Here’s the safest bet you could make about 2019: We’re likely to see more brick-and-mortar retailers go belly-up, and a growing number of empty storefronts on our main streets, not to mention in malls.
So the smartest thing local officials in Massachusetts could do is to look at every empty retail space as a potential incubator for the next wave of entrepreneurs. Work with landlords and real estate brokers to fill them with pop-ups, experimental businesses with short-term leases. It’s not simple, but it’s better than crossing your fingers and hoping for yet another bank branch, mobile phone store, or coffee chain to move in.
On Christmas Eve, I dropped by Hourglass Boston, a pop-up boutique a few blocks from Fenway Park run by Nicole Fichera, a former architect, and Erin Robertson, a fashion designer who won the reality show “Project Runway” a few seasons back. It was the end of a four-month run on Boylston Street, and there was still a steady stream of shoppers perusing Robertson’s line of apparel, along with throw pillows, coasters, and laser-cut acrylic earrings. The whole store was bursting with color, and it was curated with a focus on female artists and entrepreneurs.
“This is not easy,” Fichera said. “You need to understand how real estate and space works, and you definitely need connections.”
She and Robertson had initially pitched their idea to a Brookline real estate firm, Isenberg Projects, which put them in touch with Samuels & Associates, the development company that has built many projects in the Fenway. That got them access to space in a Samuels building. A sponsorship arrangement with Allmodern, a home furnishings website owned by Boston-based Wayfair, helped Fichera and Robertson get free furniture and wallpaper to decorate it.

Directive 1 -
Copy the article on pop-up stores in empty retail space word for word, from start to finish.

Part of a data file
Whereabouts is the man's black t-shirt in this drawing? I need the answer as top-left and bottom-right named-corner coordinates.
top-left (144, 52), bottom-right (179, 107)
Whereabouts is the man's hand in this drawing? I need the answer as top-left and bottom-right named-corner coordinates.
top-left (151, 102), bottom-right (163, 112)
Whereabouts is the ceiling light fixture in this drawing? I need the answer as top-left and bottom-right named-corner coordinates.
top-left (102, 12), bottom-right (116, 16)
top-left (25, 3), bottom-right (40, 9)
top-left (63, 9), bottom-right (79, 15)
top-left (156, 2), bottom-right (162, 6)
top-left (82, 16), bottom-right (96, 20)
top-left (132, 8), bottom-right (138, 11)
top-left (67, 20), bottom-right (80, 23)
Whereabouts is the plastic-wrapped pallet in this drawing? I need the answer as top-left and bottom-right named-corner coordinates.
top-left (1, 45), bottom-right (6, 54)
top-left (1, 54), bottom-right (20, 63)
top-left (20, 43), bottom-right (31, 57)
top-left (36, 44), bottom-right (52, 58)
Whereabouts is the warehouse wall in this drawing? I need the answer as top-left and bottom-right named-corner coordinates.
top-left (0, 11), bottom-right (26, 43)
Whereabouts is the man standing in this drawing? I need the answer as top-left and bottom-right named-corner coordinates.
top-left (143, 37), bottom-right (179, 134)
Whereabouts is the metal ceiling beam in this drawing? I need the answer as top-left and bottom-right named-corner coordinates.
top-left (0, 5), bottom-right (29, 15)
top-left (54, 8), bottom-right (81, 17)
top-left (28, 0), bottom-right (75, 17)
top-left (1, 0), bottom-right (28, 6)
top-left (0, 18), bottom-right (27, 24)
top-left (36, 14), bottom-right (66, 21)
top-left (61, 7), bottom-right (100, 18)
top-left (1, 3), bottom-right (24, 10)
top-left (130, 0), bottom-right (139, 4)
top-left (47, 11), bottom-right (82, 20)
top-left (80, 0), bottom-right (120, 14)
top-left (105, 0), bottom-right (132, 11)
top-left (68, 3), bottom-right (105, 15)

Directive 2 -
Please repeat the entries starting with the line that contains "Whereabouts is the metal" and going on through the last line of the entries, both included, and give only those lines.

Complete answer 1 -
Here’s the safest bet you could make about 2019: We’re likely to see more brick-and-mortar retailers go belly-up, and a growing number of empty storefronts on our main streets, not to mention in malls.
So the smartest thing local officials in Massachusetts could do is to look at every empty retail space as a potential incubator for the next wave of entrepreneurs. Work with landlords and real estate brokers to fill them with pop-ups, experimental businesses with short-term leases. It’s not simple, but it’s better than crossing your fingers and hoping for yet another bank branch, mobile phone store, or coffee chain to move in.
On Christmas Eve, I dropped by Hourglass Boston, a pop-up boutique a few blocks from Fenway Park run by Nicole Fichera, a former architect, and Erin Robertson, a fashion designer who won the reality show “Project Runway” a few seasons back. It was the end of a four-month run on Boylston Street, and there was still a steady stream of shoppers perusing Robertson’s line of apparel, along with throw pillows, coasters, and laser-cut acrylic earrings. The whole store was bursting with color, and it was curated with a focus on female artists and entrepreneurs.
“This is not easy,” Fichera said. “You need to understand how real estate and space works, and you definitely need connections.”
She and Robertson had initially pitched their idea to a Brookline real estate firm, Isenberg Projects, which put them in touch with Samuels & Associates, the development company that has built many projects in the Fenway. That got them access to space in a Samuels building. A sponsorship arrangement with Allmodern, a home furnishings website owned by Boston-based Wayfair, helped Fichera and Robertson get free furniture and wallpaper to decorate it.

Complete answer 2 -
Whereabouts is the metal ceiling beam in this drawing? I need the answer as top-left and bottom-right named-corner coordinates.
top-left (0, 5), bottom-right (29, 15)
top-left (54, 8), bottom-right (81, 17)
top-left (28, 0), bottom-right (75, 17)
top-left (1, 0), bottom-right (28, 6)
top-left (0, 18), bottom-right (27, 24)
top-left (36, 14), bottom-right (66, 21)
top-left (61, 7), bottom-right (100, 18)
top-left (1, 3), bottom-right (24, 10)
top-left (130, 0), bottom-right (139, 4)
top-left (47, 11), bottom-right (82, 20)
top-left (80, 0), bottom-right (120, 14)
top-left (105, 0), bottom-right (132, 11)
top-left (68, 3), bottom-right (105, 15)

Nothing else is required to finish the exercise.